Main Content

FCM Data Clustering

Cluster data using fuzzy c-means algorithm in the Live Editor

Since R2025a

Description

The FCM Data Clustering task clusters data using the fuzzy c-means (FCM) algorithm, where each data point belongs to a cluster to a degree that is specified by a membership grade. For example, a data point that lies close to the center of a cluster will have a high degree of membership in that cluster, and another data point that lies far away from the center of a cluster will have a low degree of membership to that cluster. The FCM Data Clustering task automatically generates MATLAB® code for your live script. For more information about Live Editor tasks, see Add Interactive Tasks to a Live Script.

The task returns these output arguments from the fcm function:

  • centers — Cluster centers

  • U — Fuzzy partition matrix indicating the degree of membership of each data point in each cluster

  • objFcn — Objective function values for each clustering iteration

  • info — Detailed clustering results

For more information on the FCM algorithm, see Fuzzy Clustering.

FCM Data Clustering Live Task showing a sample cluster plot for data with three clusters

Open the Task

To add the FCM Data Clustering task to a live script in the MATLAB Editor:

  • On the Live Editor tab, select Task > FCM Data Clustering.

  • In a code block in the script, enter a relevant keyword, such as fcm or clustering. Select FCM Data Clustering from the suggested command completions.

Examples

expand all

Use the FCM Data Clustering task in the Live Editor to interactively cluster data using the fuzzy c-means (FCM) algorithm. You can experiment with different clustering configurations, such as the number of clusters or distance metric.

Load the five sample data sets. These data sets have different numbers of clusters and data distributions.

load fcmdata

Each data set contains two columns that represent the two features for each data point.

To cluster the data, open the FCM Data Clustering task in the Live Editor. On the Live Editor tab, select Task > FCM Data Clustering.

Select the data to cluster. For this example, under Input data, select fcmdata3.

FCM Data Clustering task showing the Input data drop-down expanded and the pointer over the the third entry, fcmdata3.

Under Clustering Options, configure the clustering algorithm. For this example, set the Number of clusters to [2 3 4 5]. The task computes clusters for each cluster count in Number of clusters and returns the clustering results for the optimal number of clusters.

========================================================================

● LIST OF TASKS
(a) Answer these questions using the FCM Data Clustering page. Mark your answers (i), (ii) and (iii).
(i) Starting with which release is the task available?
(ii) Which two keywords does the page suggest typing in a code block to find the task?
(iii) How many columns does each sample data set contain?
(b) Name every output argument that the FCM Data Clustering page says the task returns from the fcm function. Give a short description of each one.
(c) Write the next few sentences of the FCM Data Clustering page. Begin right after its final sentence.

========================================================================

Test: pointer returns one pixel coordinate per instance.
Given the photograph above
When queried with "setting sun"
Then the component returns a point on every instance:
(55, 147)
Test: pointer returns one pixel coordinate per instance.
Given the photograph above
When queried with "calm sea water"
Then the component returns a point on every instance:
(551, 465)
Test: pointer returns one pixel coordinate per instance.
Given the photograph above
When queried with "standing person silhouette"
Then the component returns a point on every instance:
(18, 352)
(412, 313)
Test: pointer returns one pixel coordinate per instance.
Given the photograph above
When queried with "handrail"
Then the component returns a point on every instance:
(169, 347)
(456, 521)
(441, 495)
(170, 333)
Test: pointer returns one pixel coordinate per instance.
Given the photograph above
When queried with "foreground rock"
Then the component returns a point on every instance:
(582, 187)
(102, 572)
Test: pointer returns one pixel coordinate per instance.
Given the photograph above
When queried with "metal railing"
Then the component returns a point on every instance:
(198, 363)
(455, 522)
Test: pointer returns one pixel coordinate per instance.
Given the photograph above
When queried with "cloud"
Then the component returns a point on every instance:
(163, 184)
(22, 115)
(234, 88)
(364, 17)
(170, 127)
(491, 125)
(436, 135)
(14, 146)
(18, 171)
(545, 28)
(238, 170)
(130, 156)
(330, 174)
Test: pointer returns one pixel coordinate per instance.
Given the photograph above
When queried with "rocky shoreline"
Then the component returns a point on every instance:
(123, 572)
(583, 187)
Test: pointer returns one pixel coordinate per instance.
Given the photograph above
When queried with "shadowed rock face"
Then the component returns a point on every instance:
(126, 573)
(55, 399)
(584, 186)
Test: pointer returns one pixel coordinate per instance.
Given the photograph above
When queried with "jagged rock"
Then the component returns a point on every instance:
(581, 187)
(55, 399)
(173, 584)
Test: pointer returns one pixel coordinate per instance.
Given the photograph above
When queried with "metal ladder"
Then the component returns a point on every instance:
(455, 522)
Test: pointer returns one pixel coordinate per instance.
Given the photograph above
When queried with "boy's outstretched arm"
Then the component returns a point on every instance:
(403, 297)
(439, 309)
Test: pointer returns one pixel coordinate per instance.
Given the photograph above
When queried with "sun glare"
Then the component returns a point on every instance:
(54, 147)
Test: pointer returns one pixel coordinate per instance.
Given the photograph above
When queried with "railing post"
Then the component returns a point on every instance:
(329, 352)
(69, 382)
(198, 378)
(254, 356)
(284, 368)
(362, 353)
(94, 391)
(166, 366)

========================================================================

● ANSWERS TO THE EXERCISE
(a)
(i) R2025a
(ii) fcm and clustering
(iii) Two, one for each of the two features of a data point

(b)
- centers: Cluster centers
- U: Fuzzy partition matrix indicating the degree of membership of each data point in each cluster
- objFcn: Objective function values for each clustering iteration
- info: Detailed clustering results

(c)
Keep the remaining options at their default values.

FCM Data clustering task with the Clustering Options section expanded. The Number of clusters parameter is highlighted with four cluster values, 2, 3, 4, and 5.

To cluster the data, click the Run current section button . The task clusters the data and plots the results. The task also returns the cluster centers, partition matrix, and objective function values as centers, U, and objFcn, respectively.

The nondiagonal plot shows each data point classified into the cluster for which it has the highest membership value. The diagonal axes show the marginal cluster membership sets for each feature.

The clustering terminates after around 12 iterations. The output argument objFcn returns the objective function value for each iteration. The final minimum objective function value is around 4.6.

To improve the clustering results and reduce the final objective function value, cluster the data using Mahalanobis distance rather than the default Euclidean distance. The Mahalanobis distance metric generally performs better for nonspherical clusters.

Under Distance metric, select Mahalanobis.

For this clustering operation, display the cluster centers. Under Display Results, select the Show cluster centers.

To avoid overwriting the previous clustering results, in the top section of the task, modify the output argument names to centers2, U2, objFcn2, and info2.

Also, since the previous clustering operation found that four clusters was optimal, set Number of clusters to 4.

At the top of the task, the output argument names are changed. Under Clustering Options, Number of clusters is set to 4, the Distance metric value is Mahalanobis, and the Show cluster centers parameter is selected.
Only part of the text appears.